Question

de novo assembly and SNP discovery

0

Entering edit mode

7.3 years ago

rnaseq2017 • 0

Which NGS platform and sequencing depth are suitable for de novo assembly and SNP discovery in a non model fungus with 20 Mb of genome size? Is "Sequencing on Hiseq2500, 100bp PE; 100M reads (10Gb) "suitable ? Could I reduce sequencing depth to 30 M or 50M?

SNP • 2.0k views

ADD COMMENT • link updated 7.3 years ago by Brian Bushnell 20k • written 7.3 years ago by rnaseq2017 • 0

0

Entering edit mode

Are you sequencing two or more stains or comparing to an existing genome? Denovo and SNP detection don't usually go hand in hand

ADD REPLY • link 7.3 years ago by Asaf 10k

0

Entering edit mode

Actually, we kind of do that sometimes at JGI... the goal is generally to find out which strain of an organism, that is capable of metabolizing X, is the best at metabolizing X. Or something similar.

ADD REPLY • link 7.3 years ago by Brian Bushnell 20k

0

Entering edit mode

I didn't want to give an elaborate answer like you gave so I tried to narrow it down to one :)

ADD REPLY • link 7.3 years ago by Asaf 10k

score 3 · Answer 1 · 2017-01-21

Assembly and variant-calling are different. For assembly, you need higher depth and longer reads than for variant-calling, so you should separate your needs into two parts:

1) What kind of data do I need to assemble this organism?

- **DATASET CONTENT**:
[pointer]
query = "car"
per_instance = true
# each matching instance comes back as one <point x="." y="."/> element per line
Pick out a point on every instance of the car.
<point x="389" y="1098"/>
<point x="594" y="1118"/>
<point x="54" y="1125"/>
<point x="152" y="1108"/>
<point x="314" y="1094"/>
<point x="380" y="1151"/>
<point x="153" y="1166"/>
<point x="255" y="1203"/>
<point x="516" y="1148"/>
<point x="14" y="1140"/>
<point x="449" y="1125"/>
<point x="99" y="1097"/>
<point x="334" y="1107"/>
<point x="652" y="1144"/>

- **EXERCISES TO COMPLETE**:
**1)** Answer these about the de novo assembly thread:
(a) What genome size does the original post give for the fungus?
(b) Which sequencing setup and read count does the original post propose?
(c) According to Answer 1, what does assembly need compared with variant-calling?
**2)** Please rewrite the stretch of the de novo assembly thread from "ADD REPLY • link 7.3 years ago by Brian" through "down to one :)", putting "detailed" in place of "elaborate".
**3)** Continue the de novo assembly thread from its last line.

- **WRITTEN ANSWERS**:
**1)**
(a) 20 Mb
(b) Sequencing on Hiseq2500, 100bp PE, with 100M reads (10Gb)
(c) Higher depth and longer reads

**2)**
ADD REPLY • link 7.3 years ago by Brian Bushnell 20k

0

Entering edit mode

I didn't want to give an detailed answer like you gave so I tried to narrow it down to one :)

**3)**
2) What kind of data do I need to call variants on this organism?

I'll assume it's haploid, which simplifies things. I'd suggest at least 100x coverage for assembly. The HiSeq 2500 platform at 2x150bp is great - however, the MiSeq is better, as it offers longer reads (2x250) but it costs more. Since you only assemble once, if you are restricted to Illumina platforms, you should go with MiSeq 2x250 for assembly. MiSeq also allows 2x300bp sequencing, but Illumina has a history of producing corrupted 2x300 kits so I don't recommend that. The 2x250 kits seem to be good, and MiSeq is Illumina's highest-quality platform. For assembly, using an unamplified library is critical.

For subsequent variant-calling on lots of samples, read length is less important. So, just sequence at 2x150 on a HiSeq 2500 (which is Illumina's second-highest-quality platform), or 2x100 (only if it is substantially cheaper per bp). If your organism is haploid, 20x coverage is more than enough for an unamplified library.

If you want an optimal assembly, you should sequence at ~100x on PacBio. That can often yield a near-perfect assembly for genomes in this size range, and it will always be dramatically better than an assembly from Illumina reads. PacBio gives the best assemblies, period - and again, you only assemble once. This would probably be 2 SMRT cells, so, around $1000 for a near-perfect assembly. Definitely the best option! But Illumina is still better for variant-calling, at least for small variants like SNPs. PacBio is better for structural variations and phasing, but you don't need phasing with a haploid. So, I suggest PacBio at >=100x depth for assembly and Illumina HiSeq 2500 at 2x150 (or 2x100 if it is substantially cheaper) for variant-calling, at ~20x depth. Both non-PCR-amplified. If cost is a big issue you can also drop the coverage for variant-calling lower, down to 10x, assuming the fungus is haploid and the libraries are unamplified. Note that lower coverage requires longer reads; 20x with 100bp reads is strictly inferior to 20x with 150bp reads, but at 10x, 100bp reads are even more inferior.